ASSIGNMENT: Could you write out all the records once more, exactly?

SOURCE MATERIAL:
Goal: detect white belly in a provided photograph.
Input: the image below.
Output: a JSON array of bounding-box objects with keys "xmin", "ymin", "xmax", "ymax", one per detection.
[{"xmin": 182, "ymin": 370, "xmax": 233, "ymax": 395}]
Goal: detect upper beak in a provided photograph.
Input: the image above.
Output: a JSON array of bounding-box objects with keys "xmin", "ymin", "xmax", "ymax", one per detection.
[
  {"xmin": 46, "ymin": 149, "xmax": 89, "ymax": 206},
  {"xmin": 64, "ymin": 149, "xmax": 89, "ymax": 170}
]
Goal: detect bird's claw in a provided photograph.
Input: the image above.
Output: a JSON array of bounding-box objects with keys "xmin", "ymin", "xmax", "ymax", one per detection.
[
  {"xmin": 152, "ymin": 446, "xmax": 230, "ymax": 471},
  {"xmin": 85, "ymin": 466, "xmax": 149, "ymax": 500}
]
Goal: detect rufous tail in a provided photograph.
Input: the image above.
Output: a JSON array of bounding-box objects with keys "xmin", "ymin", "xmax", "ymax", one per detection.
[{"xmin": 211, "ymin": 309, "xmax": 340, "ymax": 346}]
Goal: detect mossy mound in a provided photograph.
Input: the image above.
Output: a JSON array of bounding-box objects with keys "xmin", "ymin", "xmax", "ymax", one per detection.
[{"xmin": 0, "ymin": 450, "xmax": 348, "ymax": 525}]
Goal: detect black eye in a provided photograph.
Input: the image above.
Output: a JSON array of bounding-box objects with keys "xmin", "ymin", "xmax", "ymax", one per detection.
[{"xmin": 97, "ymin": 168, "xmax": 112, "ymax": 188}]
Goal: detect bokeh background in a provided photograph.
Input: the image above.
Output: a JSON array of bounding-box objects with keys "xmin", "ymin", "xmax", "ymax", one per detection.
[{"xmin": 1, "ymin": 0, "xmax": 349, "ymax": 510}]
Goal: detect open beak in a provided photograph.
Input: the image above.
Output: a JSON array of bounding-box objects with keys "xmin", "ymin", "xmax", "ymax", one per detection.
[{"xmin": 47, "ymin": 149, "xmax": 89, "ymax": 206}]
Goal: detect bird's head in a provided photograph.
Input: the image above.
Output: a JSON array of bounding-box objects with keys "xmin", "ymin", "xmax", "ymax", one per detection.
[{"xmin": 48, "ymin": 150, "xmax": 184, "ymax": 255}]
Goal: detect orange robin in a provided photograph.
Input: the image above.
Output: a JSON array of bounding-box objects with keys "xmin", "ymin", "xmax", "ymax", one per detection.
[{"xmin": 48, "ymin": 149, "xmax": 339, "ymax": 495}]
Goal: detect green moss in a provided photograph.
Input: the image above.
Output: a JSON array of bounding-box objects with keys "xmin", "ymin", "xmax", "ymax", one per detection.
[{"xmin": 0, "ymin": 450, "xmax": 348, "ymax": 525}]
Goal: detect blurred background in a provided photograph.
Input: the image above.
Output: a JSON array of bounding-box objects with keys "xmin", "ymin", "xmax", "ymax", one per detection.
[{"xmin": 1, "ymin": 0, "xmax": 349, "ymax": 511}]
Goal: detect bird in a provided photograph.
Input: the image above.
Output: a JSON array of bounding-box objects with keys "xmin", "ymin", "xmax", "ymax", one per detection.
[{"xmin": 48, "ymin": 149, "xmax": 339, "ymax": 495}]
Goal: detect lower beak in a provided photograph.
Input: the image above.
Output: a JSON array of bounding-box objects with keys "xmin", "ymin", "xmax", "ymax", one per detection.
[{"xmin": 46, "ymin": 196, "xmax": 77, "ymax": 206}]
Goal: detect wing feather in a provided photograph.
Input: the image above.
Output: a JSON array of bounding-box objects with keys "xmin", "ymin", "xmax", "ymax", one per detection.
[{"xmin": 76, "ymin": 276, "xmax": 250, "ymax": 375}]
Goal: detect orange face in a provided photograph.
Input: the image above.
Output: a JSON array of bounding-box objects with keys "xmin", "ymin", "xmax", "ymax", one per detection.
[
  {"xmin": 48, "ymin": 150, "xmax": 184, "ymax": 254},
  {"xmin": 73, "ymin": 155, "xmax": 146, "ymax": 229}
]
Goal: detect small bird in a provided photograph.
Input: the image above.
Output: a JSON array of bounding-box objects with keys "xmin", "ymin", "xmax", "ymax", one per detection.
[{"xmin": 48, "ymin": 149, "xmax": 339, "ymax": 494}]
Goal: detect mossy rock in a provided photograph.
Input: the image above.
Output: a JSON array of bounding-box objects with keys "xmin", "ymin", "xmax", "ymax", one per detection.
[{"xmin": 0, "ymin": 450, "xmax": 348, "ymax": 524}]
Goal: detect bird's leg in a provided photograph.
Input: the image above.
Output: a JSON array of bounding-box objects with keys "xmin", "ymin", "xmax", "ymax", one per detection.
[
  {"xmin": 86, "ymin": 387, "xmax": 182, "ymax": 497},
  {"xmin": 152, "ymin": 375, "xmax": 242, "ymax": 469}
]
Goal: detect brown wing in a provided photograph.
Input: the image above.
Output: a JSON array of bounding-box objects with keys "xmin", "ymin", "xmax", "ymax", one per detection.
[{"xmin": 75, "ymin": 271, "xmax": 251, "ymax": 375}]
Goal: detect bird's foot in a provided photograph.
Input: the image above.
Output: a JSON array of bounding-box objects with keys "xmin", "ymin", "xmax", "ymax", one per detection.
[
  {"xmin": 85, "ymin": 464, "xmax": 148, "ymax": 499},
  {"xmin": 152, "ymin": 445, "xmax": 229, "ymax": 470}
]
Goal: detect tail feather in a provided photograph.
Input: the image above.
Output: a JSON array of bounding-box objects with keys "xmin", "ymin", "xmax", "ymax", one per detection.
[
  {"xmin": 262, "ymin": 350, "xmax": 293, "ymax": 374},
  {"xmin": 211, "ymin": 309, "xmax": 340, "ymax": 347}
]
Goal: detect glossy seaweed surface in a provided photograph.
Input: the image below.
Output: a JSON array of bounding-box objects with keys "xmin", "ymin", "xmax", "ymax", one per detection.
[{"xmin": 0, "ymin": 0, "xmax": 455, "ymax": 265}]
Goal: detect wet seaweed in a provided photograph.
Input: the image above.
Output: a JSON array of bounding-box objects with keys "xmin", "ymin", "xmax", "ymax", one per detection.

REPLY:
Goal: detect white belly in a provided photograph.
Input: the image below.
Output: a JSON array of bounding-box objects with keys "xmin", "ymin", "xmax", "ymax", one per detection.
[{"xmin": 182, "ymin": 370, "xmax": 233, "ymax": 395}]
Goal: detect upper beak in a provided photograph.
Input: the image above.
Output: a JSON array of bounding-box objects with keys "xmin", "ymin", "xmax", "ymax", one per detection.
[
  {"xmin": 46, "ymin": 149, "xmax": 89, "ymax": 206},
  {"xmin": 64, "ymin": 149, "xmax": 89, "ymax": 170}
]
Goal: detect bird's claw in a provided photograph.
Input: the image above.
Output: a JSON array of bounding-box objects with keys "xmin", "ymin", "xmax", "ymax", one per detection.
[
  {"xmin": 152, "ymin": 446, "xmax": 230, "ymax": 471},
  {"xmin": 85, "ymin": 466, "xmax": 149, "ymax": 500}
]
Goal: detect rufous tail in a provided photograph.
Input: the image above.
Output: a JSON array of bounding-box objects with keys "xmin", "ymin", "xmax", "ymax", one per detection.
[{"xmin": 211, "ymin": 309, "xmax": 340, "ymax": 346}]
Goal: detect mossy mound in a provided photograph.
Input: the image above.
Output: a JSON array of bounding-box objects with keys "xmin", "ymin", "xmax", "ymax", one per detection.
[{"xmin": 0, "ymin": 450, "xmax": 348, "ymax": 525}]
Goal: detect black eye in a provided photograph.
Input: the image above.
Output: a JSON array of bounding-box objects with keys "xmin", "ymin", "xmax", "ymax", one per detection.
[{"xmin": 97, "ymin": 168, "xmax": 112, "ymax": 188}]
Goal: detect bokeh background in a provided photograph.
Input: the image above.
Output: a JSON array of bounding-box objects with keys "xmin", "ymin", "xmax", "ymax", one per detection.
[{"xmin": 1, "ymin": 0, "xmax": 349, "ymax": 510}]
Goal: detect open beak in a provided photograph.
Input: the image above.
Output: a JSON array of bounding-box objects with keys "xmin", "ymin", "xmax", "ymax", one per detection.
[{"xmin": 47, "ymin": 149, "xmax": 89, "ymax": 206}]
Goal: detect bird's head in a provided photograph.
Input: the image above.
Output: a JSON array of bounding-box objects with keys "xmin", "ymin", "xmax", "ymax", one per detection.
[{"xmin": 48, "ymin": 150, "xmax": 184, "ymax": 255}]
Goal: detect orange robin in a provided photograph.
Input: the image above.
Output: a JSON array of bounding-box objects with keys "xmin", "ymin", "xmax", "ymax", one per detection.
[{"xmin": 48, "ymin": 149, "xmax": 339, "ymax": 495}]
Goal: detect green moss in a provided photograph.
Input: the image above.
Output: a JSON array of bounding-box objects with keys "xmin", "ymin", "xmax", "ymax", one per detection.
[{"xmin": 0, "ymin": 450, "xmax": 348, "ymax": 525}]
Goal: detect blurred background in a provided photograph.
Input: the image above.
Output: a JSON array of bounding-box objects with keys "xmin", "ymin", "xmax", "ymax", one per detection.
[{"xmin": 1, "ymin": 0, "xmax": 349, "ymax": 511}]
Goal: detect bird in a provided photograph.
Input: the image above.
Output: a JSON array of bounding-box objects with keys "xmin", "ymin", "xmax", "ymax", one per detection.
[{"xmin": 48, "ymin": 149, "xmax": 339, "ymax": 495}]
Goal: detect lower beak in a provided photograph.
Input: the image above.
Output: a JSON array of bounding-box objects with keys "xmin", "ymin", "xmax", "ymax", one per detection.
[{"xmin": 46, "ymin": 196, "xmax": 77, "ymax": 206}]
Goal: detect wing feather in a provided photograph.
Input: the image above.
Output: a JSON array of bounding-box objects with keys "xmin", "ymin", "xmax", "ymax", one per detection.
[{"xmin": 76, "ymin": 276, "xmax": 250, "ymax": 375}]
Goal: detect orange face in a provided photograph.
Input: the image above.
Output: a JSON array of bounding-box objects with keys "xmin", "ymin", "xmax", "ymax", one per detection.
[
  {"xmin": 48, "ymin": 150, "xmax": 184, "ymax": 254},
  {"xmin": 73, "ymin": 155, "xmax": 146, "ymax": 229}
]
Goal: detect small bird in a provided photograph.
Input: the image above.
Output: a JSON array of bounding-box objects with keys "xmin", "ymin", "xmax", "ymax", one per detection.
[{"xmin": 48, "ymin": 149, "xmax": 339, "ymax": 494}]
Goal: detect mossy rock in a provided photograph.
Input: the image above.
Output: a JSON array of bounding-box objects with keys "xmin", "ymin", "xmax", "ymax", one per detection.
[{"xmin": 0, "ymin": 450, "xmax": 348, "ymax": 524}]
Goal: detect bird's leg in a provided photograph.
Input: the image above.
Output: a JSON array of bounding-box objects with keys "xmin", "ymin", "xmax", "ymax", one per detection.
[
  {"xmin": 86, "ymin": 387, "xmax": 182, "ymax": 497},
  {"xmin": 152, "ymin": 375, "xmax": 242, "ymax": 469}
]
Goal: detect brown wing in a provided photograph.
Input: the image above.
Output: a JSON array of bounding-box objects with keys "xmin", "ymin", "xmax", "ymax", one per detection.
[{"xmin": 75, "ymin": 271, "xmax": 251, "ymax": 375}]
Goal: detect bird's foot in a provided photograph.
Input: the image above.
Output: a JSON array of bounding-box objects with keys "xmin", "ymin", "xmax", "ymax", one per detection.
[
  {"xmin": 85, "ymin": 464, "xmax": 148, "ymax": 499},
  {"xmin": 152, "ymin": 445, "xmax": 229, "ymax": 470}
]
Goal: detect tail feather in a provided photograph.
Input: the image above.
Output: a JSON array of bounding-box objects with keys "xmin", "ymin", "xmax", "ymax", one per detection.
[
  {"xmin": 262, "ymin": 350, "xmax": 293, "ymax": 374},
  {"xmin": 211, "ymin": 309, "xmax": 340, "ymax": 347}
]
Goal: detect glossy seaweed surface in a provided photograph.
Input: the image below.
Output: a JSON array of bounding-box objects with keys "xmin", "ymin", "xmax", "ymax", one per detection.
[{"xmin": 0, "ymin": 0, "xmax": 455, "ymax": 265}]
Goal: detect wet seaweed in a provided photograph.
Input: the image above.
Output: a JSON array of bounding-box objects with keys "xmin", "ymin", "xmax", "ymax", one per detection.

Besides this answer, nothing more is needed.